§ Directive 1
Find every line in the records that contains the word "white" and copy each one out.

☆ ☆ ☆ ☆

The current suite of academic staff and professional development offerings are specifically designed as contextualised and well-conceptualised interventions to foreground a critical and socio-cultural approach to professional development in the context of a complex and changing higher education sector. These programmes are intended to equip academic staff with the current and necessary epistemic and methodological resources in order that they fulfil their responsibilities as academics with confidence.
The programmes highlighted below are illustrative in amplifying what is possible if ASPD is understood as a coherent set of offerings that embody a strong theoretical spine, axiological base, methodological applicability, epistemic plurality and ontological depth. By foregrounding some of the ASPD work, it is not the intention to background other important work being done in CHED or elsewhere, but to amplify programmes that have stood the test of time, have been evaluated and provide evidence-based data for ASPD work offered here.
ASPD seeks to collaborate and forge links with emerging academics, embarking on a career in academia through the New Emerging Scholars programme (NESP) and the Next Generation Academic Practitioner (nGAP) programme as well as the Mellon Project for post docs and fellows. ASPD will support the work done in these programmes which are housed outside CHED but promoting national and local imperatives.
The New Academics’ Practitioners’ Programme (NAPP) provides a strong model of contextualised induction for new academics transitioning into HE. NAPP is a powerful networking opportunity, based on a community of practice model, for academics to collaboratively strategise around teaching, learning, curriculum and assessment issues related to discipline-specific projects - as well as to learn how to mediate issues of power, privilege, positionality, intersectionality and agency with peers and students.

☆ ☆ ☆ ☆

§ Directive 2
Extend the passage on academic staff development programs above, picking up after its final sentence.

§ Information provided
☆ ☆ ☆ ☆

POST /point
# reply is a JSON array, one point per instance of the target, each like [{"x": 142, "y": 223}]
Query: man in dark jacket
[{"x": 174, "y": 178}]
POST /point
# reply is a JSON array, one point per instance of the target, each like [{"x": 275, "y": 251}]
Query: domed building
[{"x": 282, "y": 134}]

☆ ☆ ☆ ☆

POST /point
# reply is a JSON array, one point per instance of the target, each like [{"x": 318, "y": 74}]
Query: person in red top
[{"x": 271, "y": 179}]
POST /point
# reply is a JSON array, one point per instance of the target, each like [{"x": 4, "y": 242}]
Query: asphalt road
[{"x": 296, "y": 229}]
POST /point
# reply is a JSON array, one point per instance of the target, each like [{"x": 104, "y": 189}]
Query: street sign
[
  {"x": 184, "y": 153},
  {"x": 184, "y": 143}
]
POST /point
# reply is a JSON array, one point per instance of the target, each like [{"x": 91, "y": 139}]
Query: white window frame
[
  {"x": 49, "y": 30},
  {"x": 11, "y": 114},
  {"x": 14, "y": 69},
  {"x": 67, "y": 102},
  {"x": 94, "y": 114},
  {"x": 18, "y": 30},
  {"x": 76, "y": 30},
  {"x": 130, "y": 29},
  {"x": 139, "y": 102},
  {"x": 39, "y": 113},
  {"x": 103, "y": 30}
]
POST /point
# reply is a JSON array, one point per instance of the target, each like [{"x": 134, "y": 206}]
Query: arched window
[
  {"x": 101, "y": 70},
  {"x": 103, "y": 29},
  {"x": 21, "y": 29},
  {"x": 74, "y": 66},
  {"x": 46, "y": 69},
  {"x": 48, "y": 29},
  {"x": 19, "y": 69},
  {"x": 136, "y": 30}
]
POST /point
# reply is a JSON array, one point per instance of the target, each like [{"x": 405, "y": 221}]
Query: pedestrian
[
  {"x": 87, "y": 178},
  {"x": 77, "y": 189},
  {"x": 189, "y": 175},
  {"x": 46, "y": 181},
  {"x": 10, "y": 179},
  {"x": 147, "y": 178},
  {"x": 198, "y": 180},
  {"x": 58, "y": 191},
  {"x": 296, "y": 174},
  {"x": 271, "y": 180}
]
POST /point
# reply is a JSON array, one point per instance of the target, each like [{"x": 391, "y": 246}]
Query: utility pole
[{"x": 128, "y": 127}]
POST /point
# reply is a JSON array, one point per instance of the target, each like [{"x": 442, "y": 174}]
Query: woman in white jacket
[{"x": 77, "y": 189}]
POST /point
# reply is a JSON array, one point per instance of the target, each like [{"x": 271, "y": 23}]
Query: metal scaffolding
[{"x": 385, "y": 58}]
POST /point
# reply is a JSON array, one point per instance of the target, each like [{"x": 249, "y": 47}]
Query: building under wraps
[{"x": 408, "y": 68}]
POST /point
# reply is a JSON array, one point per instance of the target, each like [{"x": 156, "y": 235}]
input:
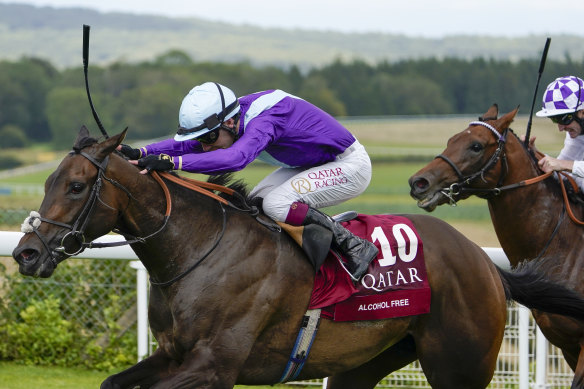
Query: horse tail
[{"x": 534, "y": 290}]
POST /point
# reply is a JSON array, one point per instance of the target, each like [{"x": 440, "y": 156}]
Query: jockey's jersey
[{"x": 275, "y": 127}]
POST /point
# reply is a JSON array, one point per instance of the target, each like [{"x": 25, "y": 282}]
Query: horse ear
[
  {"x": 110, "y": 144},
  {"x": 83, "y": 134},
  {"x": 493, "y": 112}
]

☆ ☆ ☆ ☆

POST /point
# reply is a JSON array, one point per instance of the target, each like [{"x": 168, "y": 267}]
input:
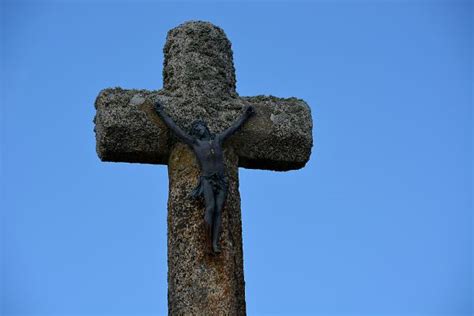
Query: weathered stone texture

☆ ☆ ☆ ☆

§ Right answer 1
Query: white window frame
Query: woman in white jacket

§ Right answer 2
The NAPP programme consists of a two and a half-day residential retreat plus two full-day teaching, learning, assessment and curriculum workshops spread out over a semester. NAPP runs in the first semester and is repeated with a new cohort in the second semester. In light of the university’s decision to adopt a blended teaching and learning mode in 2021, sections of the NAPP offering will be facilitated in contact and online mode.
With a keen focus on the higher education classroom in the context of transformation, decolonisation and change, NAPP provides a collegial space to have difficult conversations and to collaboratively strategise around issues of power, privilege, positionality and agency in interactions with peers and students. Participants identify a teaching project to explore as part of a critical reflection journey.
The Short Course on Teaching (TSCOT) is a small group, participatory learning and action model of professional development to address a self-identified challenge or opportunity in their teaching and to develop ways of deepening perspectives, designing, implementing and evaluating their courses and teaching in their disciplines.
The strength of this model is its intimate setting, where a sense of trust is modelled and promoted. Participants also benefit from the cross-disciplinary constitution of the group, where differences in age, experience, disciplinary background and positionality contribute to the rich and informative perspectives shared in this space. It brings together a small group of emerging or established lecturers to share pedagogical perspectives in the context of a complex and changing higher education sector.
The TO course runs over six weeks and includes classroom visits, seminars and consultations. The TO is offered as an additional reflective and evaluative tool to offer an extra set of eyes on teaching practice and to work with student course evaluations on teaching.
In 2021 we successfully launched a new ASPD offering namely the Established and Seasoned Academic Practitioners’ Programme (ESAPP). This programme is targeted at enhancing the teaching practices of established or seasoned academics, with a focus on post-graduate teaching and supervision pedagogy.
This new programme draws on established academics’ strengths, experiences and capacities to further enhance and give substantive shape to academics’ teaching aspirations as post-graduate university teachers and supervisors. ESAPP focuses on academics who have been in HE/ at UCT for 5-15 years (or longer) and who themselves recognise a need for a ‘refresher course’ on the latest, current and relevant teaching frameworks and curriculum models in relation to post-graduate teaching and supervision pedagogy.
ESAPP consists of a two-day residential retreat (online or F2F) at the beginning of each year.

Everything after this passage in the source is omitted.